* _TO DO_:
**a)** Decide whether each statement agrees with the abstract on promoter methylation in atherosclerosis, answering yes or no and quoting the deciding words of the abstract. (i) DREAM sequencing compared leukocytes from 8 patients with severe atherosclerosis against leukocytes from 8 patients without atherosclerosis. (ii) Candidate CpG sites had to lie within 2,000 bp of the transcription start site. (iii) The plaques and normal intima used for validation came from the femoral artery.
**b)** Write the next part of the abstract on promoter methylation in atherosclerosis, beginning after its final sentence.

* _EXTRACT PROVIDED_:
········
Background and objectives: The present study initially profiled and identified gene-specific promoter methylation changes in peripheral leukocytes (WBC) of patients having severe atherosclerosis. Then, the gene-specific promoter methylation changes of WBC were validated in atherosclerotic plaques by comparison with normal intima.
Methods: We first profiled and identified specific genes showing promoter methylation differences between WBC of 8 patients having severe atherosclerosis and of other 8 patients having no-atherosclerosis in extra- and intra-cranial vessels using Digital Restriction Enzyme Analysis of Methylation (DREAM) sequencing. To select candidate CpG sites from DREAM sequencing data, we used criteria; located in -1,000 bp from transcription start sites, < or >5% of methylation differences between two groups, and <0.05 false positive rate. Significance of the gene-specific promoter methylation changes identified from WBC were validated from normal intima and atherosclerotic plaques obtained from common carotid artery of 20 human cadaveric donors (male, 13, age, 62.2±14.2 years).
········
* _DATA SUPPLIED_:
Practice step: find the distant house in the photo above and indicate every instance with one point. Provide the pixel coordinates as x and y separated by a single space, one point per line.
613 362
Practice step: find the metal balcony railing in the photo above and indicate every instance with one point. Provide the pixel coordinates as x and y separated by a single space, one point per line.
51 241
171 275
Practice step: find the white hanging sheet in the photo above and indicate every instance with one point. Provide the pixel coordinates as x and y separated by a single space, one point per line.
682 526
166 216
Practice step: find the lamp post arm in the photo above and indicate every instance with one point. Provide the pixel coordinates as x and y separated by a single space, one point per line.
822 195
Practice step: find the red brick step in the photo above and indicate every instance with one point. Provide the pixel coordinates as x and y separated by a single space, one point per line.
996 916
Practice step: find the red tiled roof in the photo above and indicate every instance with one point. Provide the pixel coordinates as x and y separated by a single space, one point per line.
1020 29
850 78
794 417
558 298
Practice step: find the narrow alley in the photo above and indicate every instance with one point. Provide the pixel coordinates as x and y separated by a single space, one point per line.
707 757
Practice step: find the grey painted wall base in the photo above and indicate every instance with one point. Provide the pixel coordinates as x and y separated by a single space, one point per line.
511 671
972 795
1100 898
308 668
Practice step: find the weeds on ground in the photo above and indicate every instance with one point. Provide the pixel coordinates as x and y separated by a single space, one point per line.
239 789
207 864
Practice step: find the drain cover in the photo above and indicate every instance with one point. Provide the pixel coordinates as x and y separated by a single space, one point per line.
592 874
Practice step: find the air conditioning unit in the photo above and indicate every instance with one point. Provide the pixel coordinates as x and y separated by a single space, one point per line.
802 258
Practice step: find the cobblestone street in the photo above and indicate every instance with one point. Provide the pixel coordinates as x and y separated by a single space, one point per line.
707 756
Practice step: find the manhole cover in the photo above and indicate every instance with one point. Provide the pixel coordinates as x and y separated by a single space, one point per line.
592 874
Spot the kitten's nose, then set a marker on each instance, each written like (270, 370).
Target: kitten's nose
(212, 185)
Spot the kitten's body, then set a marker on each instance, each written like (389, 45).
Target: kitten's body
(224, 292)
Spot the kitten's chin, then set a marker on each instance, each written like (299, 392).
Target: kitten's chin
········
* _RESULTS_:
**a)**
(i) Yes: "between WBC of 8 patients having severe atherosclerosis and of other 8 patients having no-atherosclerosis"
(ii) No: "located in -1,000 bp from transcription start sites"
(iii) No: "obtained from common carotid artery of 20 human cadaveric donors"

**b)**
Results: On DREAM sequencing, CpG sites located in promoter regions of ADCK5 (no-atherosclerosis, 67.57% vs. atherosclerosis patients, 55.18%), KNDC1 (67.08% vs. 56.81%), MTNR1B (11.5% vs. 3.8%) had over 5% of the methylation differences with <0.05 false positive rate. On validation experiments using human vascular tissues, all ADCK5 (normal intima, 4.02±1.02; plaque, 4.79±1.14, p<0.05), KNDC1 (9.76±2.25 vs. 12.11±2.91, p<0.05), MTNR1B (14.08±2.93 vs. 17.53±5.07, p<0.05) showed significant higher promoter methylation in atherosclerotic plaques than normal intima.
Conclusion: The present study identified promoter methylation changes in ADCK5, KNDC1, and MTNR1B from WBC of atherosclerotic patients, and validated their significance in human atherosclerotic tissues. The three genes showed possibilities as epigenetic biomarkers for atherosclerosis, even though future validations are needed for their significance in atherosclerosis development.